GESTELLTE AUFGABE A:
In welchem Jahr fand laut dem Textauszug die letzte Volkszählung in der ehemaligen DDR statt?
====== TEXTAUSZUG ======
Letzte Woche Montag traf ich mich mit TS auf ein Eis und unwillkürlich lenkte sich unser Gespräch auf das Datenschützer-Thema #1 derzeit: Zensus 2011.
Worum ging es? Äpfel? Bahnhöfe? Nein:
Der Zensus 2011 ist die erste gemeinsame Volkszählung in den Mitgliedstaaten der Europäischen Union. Erhebungsstichtag ist Montag, 9. Mai 2011 (Europatag), bzw. in einzelnen Fällen die Erhebungswoche vom Montag, 9. bis Sonntag, 15. Mai 2011.
Bisher haben die Mitgliedstaaten der Europäischen Union in Eigenregie Volkszählungen durchgeführt, die aufgrund unterschiedlicher Fragenkataloge nur schwer miteinander vergleichbar sind. Auch die unterschiedlichen Erhebungsstichtage bzw. -zeiträume weichen erheblich voneinander ab. So fand zum Beispiel die letzte Volkszählung in der Bundesrepublik Deutschland 1987 und in der ehemaligen DDR 1981 statt. 2000/2001 waren Deutschland und Schweden die einzigen Staaten innerhalb der EU, die nicht am europaweiten Zensus teilnahmen.
====== DATENBEREICH ======
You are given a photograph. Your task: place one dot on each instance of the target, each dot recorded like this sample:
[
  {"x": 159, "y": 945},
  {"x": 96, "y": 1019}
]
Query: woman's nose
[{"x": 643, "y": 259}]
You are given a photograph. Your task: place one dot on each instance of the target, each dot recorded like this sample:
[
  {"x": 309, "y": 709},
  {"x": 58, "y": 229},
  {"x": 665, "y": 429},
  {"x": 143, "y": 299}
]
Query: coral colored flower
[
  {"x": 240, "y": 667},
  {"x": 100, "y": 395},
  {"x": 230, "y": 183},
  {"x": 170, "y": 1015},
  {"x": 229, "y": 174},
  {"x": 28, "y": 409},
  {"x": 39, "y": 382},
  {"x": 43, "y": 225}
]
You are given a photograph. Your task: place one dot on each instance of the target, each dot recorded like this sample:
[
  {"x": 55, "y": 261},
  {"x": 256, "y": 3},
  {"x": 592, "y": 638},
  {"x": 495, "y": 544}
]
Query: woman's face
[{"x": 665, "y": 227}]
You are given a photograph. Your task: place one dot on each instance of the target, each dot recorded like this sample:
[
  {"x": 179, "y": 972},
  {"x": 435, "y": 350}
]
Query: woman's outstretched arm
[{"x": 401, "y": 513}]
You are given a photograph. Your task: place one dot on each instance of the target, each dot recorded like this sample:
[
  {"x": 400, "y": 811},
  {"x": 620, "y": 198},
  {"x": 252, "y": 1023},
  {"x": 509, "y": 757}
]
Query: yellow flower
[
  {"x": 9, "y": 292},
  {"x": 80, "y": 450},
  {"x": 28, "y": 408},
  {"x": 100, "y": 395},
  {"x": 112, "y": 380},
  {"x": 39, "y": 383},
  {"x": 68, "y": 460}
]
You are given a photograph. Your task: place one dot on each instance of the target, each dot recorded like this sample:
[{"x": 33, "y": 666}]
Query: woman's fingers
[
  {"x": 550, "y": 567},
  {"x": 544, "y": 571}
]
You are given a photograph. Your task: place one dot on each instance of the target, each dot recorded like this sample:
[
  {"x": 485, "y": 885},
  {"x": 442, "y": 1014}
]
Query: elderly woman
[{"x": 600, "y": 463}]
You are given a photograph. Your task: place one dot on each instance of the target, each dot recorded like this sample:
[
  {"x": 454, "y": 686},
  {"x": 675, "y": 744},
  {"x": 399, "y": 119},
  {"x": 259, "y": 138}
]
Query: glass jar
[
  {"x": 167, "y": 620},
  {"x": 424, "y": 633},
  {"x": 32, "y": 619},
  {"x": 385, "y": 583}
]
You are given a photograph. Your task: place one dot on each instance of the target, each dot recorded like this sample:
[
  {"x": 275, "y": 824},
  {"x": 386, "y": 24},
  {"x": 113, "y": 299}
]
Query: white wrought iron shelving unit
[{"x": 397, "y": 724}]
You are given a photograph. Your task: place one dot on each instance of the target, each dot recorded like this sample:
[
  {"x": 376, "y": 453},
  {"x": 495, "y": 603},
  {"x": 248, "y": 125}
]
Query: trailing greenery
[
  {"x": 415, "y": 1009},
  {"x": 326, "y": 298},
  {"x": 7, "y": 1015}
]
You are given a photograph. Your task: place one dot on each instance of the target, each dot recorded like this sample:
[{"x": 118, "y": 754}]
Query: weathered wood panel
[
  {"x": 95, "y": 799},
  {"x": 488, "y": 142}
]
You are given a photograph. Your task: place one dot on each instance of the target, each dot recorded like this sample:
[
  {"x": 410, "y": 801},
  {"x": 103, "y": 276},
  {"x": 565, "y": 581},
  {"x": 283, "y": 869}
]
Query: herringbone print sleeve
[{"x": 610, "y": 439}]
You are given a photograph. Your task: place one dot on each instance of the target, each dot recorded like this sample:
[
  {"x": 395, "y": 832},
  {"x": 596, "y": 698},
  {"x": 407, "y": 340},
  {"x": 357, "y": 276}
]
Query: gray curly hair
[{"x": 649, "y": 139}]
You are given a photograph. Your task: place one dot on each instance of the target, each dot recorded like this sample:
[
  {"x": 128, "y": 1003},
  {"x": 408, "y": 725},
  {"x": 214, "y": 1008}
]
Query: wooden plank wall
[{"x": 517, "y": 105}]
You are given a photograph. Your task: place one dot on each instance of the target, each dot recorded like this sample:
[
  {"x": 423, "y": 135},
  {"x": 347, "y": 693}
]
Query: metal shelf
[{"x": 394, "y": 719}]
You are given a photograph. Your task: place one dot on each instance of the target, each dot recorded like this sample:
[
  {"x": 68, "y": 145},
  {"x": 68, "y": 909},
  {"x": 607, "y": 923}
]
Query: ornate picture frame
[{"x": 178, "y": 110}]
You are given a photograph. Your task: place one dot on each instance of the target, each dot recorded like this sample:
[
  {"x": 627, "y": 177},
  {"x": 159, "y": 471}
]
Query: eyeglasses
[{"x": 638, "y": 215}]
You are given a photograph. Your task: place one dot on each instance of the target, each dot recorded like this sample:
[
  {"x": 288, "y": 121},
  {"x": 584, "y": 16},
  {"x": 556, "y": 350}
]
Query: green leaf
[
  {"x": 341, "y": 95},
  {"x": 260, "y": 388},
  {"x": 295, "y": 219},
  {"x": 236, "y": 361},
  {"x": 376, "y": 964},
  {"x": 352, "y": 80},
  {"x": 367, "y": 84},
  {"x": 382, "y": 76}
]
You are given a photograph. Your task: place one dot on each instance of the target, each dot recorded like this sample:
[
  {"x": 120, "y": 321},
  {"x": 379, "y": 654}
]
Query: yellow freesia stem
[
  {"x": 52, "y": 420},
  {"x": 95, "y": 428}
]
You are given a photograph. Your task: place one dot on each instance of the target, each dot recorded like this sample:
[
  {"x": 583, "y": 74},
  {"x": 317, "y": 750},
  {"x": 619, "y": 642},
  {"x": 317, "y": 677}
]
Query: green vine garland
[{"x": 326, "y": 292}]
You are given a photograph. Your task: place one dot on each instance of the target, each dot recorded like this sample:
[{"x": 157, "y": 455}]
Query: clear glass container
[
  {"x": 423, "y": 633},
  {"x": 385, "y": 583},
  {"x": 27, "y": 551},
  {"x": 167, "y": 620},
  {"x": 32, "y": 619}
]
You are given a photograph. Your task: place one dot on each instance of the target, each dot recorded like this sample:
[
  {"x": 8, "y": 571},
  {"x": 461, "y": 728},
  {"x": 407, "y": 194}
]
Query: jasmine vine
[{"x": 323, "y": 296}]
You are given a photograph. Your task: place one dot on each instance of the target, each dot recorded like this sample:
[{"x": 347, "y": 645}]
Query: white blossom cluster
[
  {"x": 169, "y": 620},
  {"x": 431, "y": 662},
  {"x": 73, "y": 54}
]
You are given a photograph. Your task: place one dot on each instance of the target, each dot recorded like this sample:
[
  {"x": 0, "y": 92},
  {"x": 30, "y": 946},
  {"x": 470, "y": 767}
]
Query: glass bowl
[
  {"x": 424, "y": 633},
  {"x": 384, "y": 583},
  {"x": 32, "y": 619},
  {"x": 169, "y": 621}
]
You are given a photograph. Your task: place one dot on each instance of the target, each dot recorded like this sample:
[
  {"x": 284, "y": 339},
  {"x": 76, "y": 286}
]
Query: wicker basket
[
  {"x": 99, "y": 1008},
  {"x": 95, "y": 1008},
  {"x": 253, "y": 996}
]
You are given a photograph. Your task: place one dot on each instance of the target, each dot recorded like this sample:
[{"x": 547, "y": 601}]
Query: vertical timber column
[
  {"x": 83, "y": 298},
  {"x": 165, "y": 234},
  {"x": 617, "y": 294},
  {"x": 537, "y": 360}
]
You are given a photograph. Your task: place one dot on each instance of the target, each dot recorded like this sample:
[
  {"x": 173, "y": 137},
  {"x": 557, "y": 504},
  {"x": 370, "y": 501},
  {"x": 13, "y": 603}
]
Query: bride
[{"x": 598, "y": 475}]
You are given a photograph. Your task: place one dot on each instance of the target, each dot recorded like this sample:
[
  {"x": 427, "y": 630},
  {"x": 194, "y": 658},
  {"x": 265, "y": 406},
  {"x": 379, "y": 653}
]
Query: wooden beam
======
GESTELLTE AUFGABE B:
Gib bitte jede Zeile der Einträge zurück, die das Wort „wooden“ enthält.

ENDERGEBNIS A:
1981

ENDERGEBNIS B:
Query: wooden plank wall
Query: wooden beam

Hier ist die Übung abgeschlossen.